_WHAT THE EXERCISE ASKS:_ For the data that follows, report how many lines contain the word "below", and nothing else.

_LISTED RECORDS:_

=== Section Start ===

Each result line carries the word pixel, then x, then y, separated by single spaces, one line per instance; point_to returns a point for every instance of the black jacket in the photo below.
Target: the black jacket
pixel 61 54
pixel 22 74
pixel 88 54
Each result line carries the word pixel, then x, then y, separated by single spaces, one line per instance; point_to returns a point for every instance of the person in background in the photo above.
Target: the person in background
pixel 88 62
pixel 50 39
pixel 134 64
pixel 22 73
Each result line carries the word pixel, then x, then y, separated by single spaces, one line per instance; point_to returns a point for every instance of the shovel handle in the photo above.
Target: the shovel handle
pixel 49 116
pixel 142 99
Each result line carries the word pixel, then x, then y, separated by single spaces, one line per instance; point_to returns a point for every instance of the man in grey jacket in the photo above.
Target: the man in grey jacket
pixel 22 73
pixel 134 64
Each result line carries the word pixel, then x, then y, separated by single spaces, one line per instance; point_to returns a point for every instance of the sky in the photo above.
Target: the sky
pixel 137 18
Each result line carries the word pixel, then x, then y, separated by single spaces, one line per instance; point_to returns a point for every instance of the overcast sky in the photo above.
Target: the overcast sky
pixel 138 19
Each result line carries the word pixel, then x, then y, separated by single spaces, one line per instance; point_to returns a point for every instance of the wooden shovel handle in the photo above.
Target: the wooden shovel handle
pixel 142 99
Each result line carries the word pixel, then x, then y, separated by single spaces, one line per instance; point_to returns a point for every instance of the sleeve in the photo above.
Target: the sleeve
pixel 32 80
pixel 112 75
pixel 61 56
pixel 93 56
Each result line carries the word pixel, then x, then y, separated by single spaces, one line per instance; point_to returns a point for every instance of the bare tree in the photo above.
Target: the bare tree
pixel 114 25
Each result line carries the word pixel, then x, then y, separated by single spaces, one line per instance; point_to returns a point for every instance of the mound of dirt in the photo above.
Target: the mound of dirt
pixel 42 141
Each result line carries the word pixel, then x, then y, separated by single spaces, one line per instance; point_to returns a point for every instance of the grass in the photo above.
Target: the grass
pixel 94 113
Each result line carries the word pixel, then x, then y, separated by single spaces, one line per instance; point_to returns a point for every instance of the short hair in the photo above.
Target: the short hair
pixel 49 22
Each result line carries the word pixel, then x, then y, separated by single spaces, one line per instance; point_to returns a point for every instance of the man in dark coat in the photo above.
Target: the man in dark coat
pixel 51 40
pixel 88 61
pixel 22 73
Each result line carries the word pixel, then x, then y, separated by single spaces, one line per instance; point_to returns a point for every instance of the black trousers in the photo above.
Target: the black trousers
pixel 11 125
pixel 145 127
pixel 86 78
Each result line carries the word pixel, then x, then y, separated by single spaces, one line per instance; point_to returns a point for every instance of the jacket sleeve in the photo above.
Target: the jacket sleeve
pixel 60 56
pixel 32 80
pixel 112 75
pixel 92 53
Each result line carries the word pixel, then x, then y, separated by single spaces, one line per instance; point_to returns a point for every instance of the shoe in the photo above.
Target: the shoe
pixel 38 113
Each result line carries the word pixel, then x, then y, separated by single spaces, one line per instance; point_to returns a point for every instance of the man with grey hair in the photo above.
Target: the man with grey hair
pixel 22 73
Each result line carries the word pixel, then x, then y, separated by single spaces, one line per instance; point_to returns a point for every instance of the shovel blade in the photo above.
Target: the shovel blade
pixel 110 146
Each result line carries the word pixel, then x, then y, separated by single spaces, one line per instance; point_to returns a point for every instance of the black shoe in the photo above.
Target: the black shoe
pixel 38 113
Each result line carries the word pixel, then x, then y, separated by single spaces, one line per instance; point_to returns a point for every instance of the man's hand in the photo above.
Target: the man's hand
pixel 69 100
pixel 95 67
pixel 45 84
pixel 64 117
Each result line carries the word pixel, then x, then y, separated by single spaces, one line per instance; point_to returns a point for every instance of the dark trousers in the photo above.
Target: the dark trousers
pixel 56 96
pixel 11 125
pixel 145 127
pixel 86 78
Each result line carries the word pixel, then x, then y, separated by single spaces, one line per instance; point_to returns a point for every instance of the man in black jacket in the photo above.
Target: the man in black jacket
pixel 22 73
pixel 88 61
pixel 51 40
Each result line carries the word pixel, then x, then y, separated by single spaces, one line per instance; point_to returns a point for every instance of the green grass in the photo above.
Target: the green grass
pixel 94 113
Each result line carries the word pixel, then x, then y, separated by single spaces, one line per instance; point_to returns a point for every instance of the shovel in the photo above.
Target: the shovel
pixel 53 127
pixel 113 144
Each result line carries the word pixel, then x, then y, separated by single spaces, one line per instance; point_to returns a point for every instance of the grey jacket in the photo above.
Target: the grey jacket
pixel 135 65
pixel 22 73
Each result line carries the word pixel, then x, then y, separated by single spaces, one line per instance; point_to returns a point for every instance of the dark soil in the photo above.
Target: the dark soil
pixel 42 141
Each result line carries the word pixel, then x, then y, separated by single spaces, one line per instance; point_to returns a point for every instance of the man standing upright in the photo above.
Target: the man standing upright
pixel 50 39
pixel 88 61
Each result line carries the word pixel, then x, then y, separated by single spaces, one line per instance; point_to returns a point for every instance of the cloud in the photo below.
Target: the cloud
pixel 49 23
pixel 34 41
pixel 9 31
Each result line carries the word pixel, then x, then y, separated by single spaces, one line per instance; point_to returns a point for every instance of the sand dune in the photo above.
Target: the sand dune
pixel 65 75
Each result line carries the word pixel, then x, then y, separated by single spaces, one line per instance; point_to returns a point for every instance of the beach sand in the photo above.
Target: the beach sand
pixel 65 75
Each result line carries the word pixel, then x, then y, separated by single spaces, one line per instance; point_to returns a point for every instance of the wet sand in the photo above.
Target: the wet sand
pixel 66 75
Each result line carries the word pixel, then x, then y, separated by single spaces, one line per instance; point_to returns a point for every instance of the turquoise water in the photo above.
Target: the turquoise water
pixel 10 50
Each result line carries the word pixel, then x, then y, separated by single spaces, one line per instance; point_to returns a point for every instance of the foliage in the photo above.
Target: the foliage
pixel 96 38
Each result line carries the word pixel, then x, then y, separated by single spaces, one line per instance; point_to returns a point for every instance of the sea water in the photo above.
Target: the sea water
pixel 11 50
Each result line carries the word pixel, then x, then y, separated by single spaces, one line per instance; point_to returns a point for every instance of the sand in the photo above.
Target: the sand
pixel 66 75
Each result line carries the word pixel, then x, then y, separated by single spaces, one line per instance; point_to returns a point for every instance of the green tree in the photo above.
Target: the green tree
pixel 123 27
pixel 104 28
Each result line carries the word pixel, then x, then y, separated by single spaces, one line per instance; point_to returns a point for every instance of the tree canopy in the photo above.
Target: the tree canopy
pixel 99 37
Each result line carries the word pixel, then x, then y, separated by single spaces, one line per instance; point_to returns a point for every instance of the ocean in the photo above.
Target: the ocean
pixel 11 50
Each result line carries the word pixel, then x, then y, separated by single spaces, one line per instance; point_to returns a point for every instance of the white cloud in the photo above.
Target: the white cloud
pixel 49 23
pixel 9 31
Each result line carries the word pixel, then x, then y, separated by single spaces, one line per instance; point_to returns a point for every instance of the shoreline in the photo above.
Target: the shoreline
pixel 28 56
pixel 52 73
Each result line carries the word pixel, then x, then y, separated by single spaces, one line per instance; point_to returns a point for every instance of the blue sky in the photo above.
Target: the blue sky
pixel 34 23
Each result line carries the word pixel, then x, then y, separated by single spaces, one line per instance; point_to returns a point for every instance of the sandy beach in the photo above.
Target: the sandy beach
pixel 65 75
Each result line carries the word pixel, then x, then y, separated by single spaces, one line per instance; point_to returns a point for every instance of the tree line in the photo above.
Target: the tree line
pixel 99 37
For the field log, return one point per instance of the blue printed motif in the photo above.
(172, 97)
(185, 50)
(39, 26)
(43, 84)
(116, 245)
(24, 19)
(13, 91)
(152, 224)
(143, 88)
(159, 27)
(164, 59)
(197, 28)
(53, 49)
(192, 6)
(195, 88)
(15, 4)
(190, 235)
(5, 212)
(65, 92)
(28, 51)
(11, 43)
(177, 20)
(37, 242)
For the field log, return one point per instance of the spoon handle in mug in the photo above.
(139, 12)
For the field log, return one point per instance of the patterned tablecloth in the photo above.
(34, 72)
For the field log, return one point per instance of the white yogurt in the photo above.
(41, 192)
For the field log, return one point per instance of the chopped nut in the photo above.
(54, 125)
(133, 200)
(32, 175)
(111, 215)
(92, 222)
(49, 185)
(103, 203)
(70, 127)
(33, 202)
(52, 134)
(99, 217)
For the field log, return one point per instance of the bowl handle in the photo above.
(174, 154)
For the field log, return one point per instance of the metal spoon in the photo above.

=== Section End ===

_ANSWER SECTION:_ 2